# 記述課題 1:
ビザスクのインタビュー記事で、端羽さんが「聞かれれば」貴重なアドバイスができる人として例に挙げている人をすべて、記事の表現どおりに書き出してください。
# 記述課題 2:
ビザスクのインタビュー記事を、最後の文の後から続けて書いてください。
##### 記事
最近、個人のスキルを売買するサービスへの新規参入が相次いでいる。エンジニアやクリエイターのクラウドソーシングから、フリマ的なマーケットプレイスまで各社コンセプトは様々だが、webサービスの1つの大きなトレンドであることは間違いない。

今回は、社内だけに埋もれさせたままでは「モッタイナイ」仕事経験を活かすためのスポットコンサルティング・サービス「ビザスク(visasQ)」を立ち上げた端羽さんに、インタビューの機会を頂いた。2020年に上場も成し遂げている。

2回に分けて、ビザスクのサービス内容と、端羽さんのマムプレナー(ママで起業家)としての想いを紹介する。

宗像:端羽さん、ビザスクのサービスを簡単に説明して頂けますか?

端羽:ビザスクは、アドバイスや情報が必要な企業と個人が、リアルな経験は豊富だけれどコンサルのプロではない人に、手軽にアドバイスや業界ヒヤリングをお願いできるサービスです。
第一線はお休み中だけれど専門分野の経験が豊富なキャリアママ、駐在経験や現場経験を社内で発信する機会のないビジネスマン、一からサービスを立ち上げた経験のあるアントレプレナー、営業実績豊富なシニア……私達の周りには、「知人から聞かれれば」リアルな経験を元に、とても貴重なアドバイスできる人がたくさんいます。
私達は、この「聞かれれば」形になる経験を、アドバイスが必要な人に上手くマッチングすることで、「ビジネス書よりインタラクティブ、プロのサービスより安価で手軽」なコンサルティングサービスが可能だと思いました。

宗像:面白い所に注目されましたね。確かにプロのコンサルや企業研修は、びっくりするほど単価が高くて中小企業にはなかなか手が出ません。他にも、プロのサービスに行く前に実際の経験がある数人に直接ヒヤリングしたい、というニーズもありますよね。どうしてこのどうしてこのサービスを作ろうと思ったのですか?

端羽:私自身が起業しようと思った時、最初は食品のサブスクリプションサービスを考えていました。勤めていた会社にも退職の意思を伝え、検討を進めていたのですが、私は金融バックグラウンドなので、ネットに溢れる情報や本を読んで勉強しても、イマイチ実感が湧かない。
webサービスに詳しい人のアドバイスが欲しいと思っても、何せ異業種なので、中々そういう知人がいない。ようやく当時の同僚の、元の同僚の、今の同僚、みたいな方に辿り着いた時に、すごく貴重なアドバイスを頂きました。
ちなみに色々な角度からリスクや見ていなかったコストを指摘頂いたのですが、しみじみ、「このアドバイス、もっと早く欲しかった!!!」と感じました。直接のきっかけは、この経験です。
##########
##### データ抜粋
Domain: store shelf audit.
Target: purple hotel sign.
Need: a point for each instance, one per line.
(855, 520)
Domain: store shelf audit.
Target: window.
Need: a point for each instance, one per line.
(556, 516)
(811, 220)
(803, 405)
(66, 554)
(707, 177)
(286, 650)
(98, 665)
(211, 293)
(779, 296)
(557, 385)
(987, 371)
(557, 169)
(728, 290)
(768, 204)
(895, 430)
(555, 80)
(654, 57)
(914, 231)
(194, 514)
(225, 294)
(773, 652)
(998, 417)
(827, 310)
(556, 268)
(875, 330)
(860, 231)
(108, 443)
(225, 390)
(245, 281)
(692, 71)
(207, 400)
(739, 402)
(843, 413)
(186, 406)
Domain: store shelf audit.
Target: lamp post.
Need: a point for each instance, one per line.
##########
# 出力結果 1:
- 第一線はお休み中だけれど専門分野の経験が豊富なキャリアママ
- 駐在経験や現場経験を社内で発信する機会のないビジネスマン
- 一からサービスを立ち上げた経験のあるアントレプレナー
- 営業実績豊富なシニア

# 出力結果 2:
宗像:端羽さん自身が「起業を検討し始めた時に出会いたかったアドバイスに出会えるサービス」というイメージですか?

端羽:そうです。ちょうどその頃、周りが出産ラッシュで、それまでバリバリ働いていた女性が、家庭に入ったり、今までのキャリアが完全には活きないような仕事に移ったりするのをみて、「もったいない!」と思っていたことが重なりました。
色々調べてみると、アメリカには個人が専門分野を登録して、時給300ドルや500ドルで、企業のヒヤリングに答えるビジネスモデルがある。このエントリーモデルを作って、大企業だけでなく個人やスタートアップも利用できるようにしたい、と考えました。

宗像:なるほど。端羽さんが自らの体験で感じた課題を解決するサービスという訳ですね。よくスタートアップなどで、Scratch your own itch. (自分の悩みを解決せよ)というような話がありますが、まさにそれを実践された訳ですね。素晴らしいと思います。
では、どういう人にこのサービスを使ってもらいたいと思いますか?

端羽:マッチングサービスなので、アドバイスを受ける側と提供する側の両方が必要なのですが、アドバイスを受ける側としては、法人でも個人でも、変化の時にある人、新しいチャレンジを迎えている人にぜひ利用して欲しいと思っています。
現在はβ版で試験運用しつつニーズを掘り起こしているところですが、「新規事業の営業プランを検討したい」、「新しい人事制度を取り入れたい」、「社内に眠る技術の応用先を考えたい」、「消費者インタビューではなく特定の分野に詳しい層にフィードバックが欲しい」という企業のニーズや、「転職や起業のアドバイスが欲しい」という個人のニーズを感じています。
新しいチャレンジに挑戦している人が、身近な人の輪を超えた出会いからより良い結果を産み出す、ビザスクはそのきっかけになりたい、と思います。

宗像:そうですね。僕も転職をする際には、社内の人には相談しにくいし、かと言って人材紹介会社のエージェントはビジネス色が強すぎるので、純粋な転職経験者の話を気軽に聞きたかったという経験があります。
アドバイスを提供する側のニーズはどうですか?

端羽:アドバイスを提供する側としては、何かの業種・職種で実績があり、後輩や部下を育てた経験があるような、熱心にお仕事をされてきた全員の方にぜひ登録して頂きたいです。もしご自身では発信するほどではない経験だと思っていても、その分野のことを知りたいと思っている方から見るとぜひ聞かせて欲しい経験です。
ビザスクでは、経験して来た「業界」「職種」を登録して頂く事で、アドバイザー候補を検索できます。伝えたいスキル、経歴等の自己紹介やFacebook・Linkedinのリンクを公開して頂くと、アドバイスを欲しい人(アドバイス・リクエストをビザスクに投稿している人)が興味を持ち、「自分のアドバイス・リクエストを見てみてください!」というメッセージを送る事が出来ます。
その後、当事者だけの非公開ページで、希望するアドバイスと経験がマッチするか詳細を確認でき、スポットコンサルティングが成立する流れになっています。
最初はごく簡単なもので良いので、ぜひご経験を登録して、スポットコンサルティングのきっかけを作って頂ければと思います。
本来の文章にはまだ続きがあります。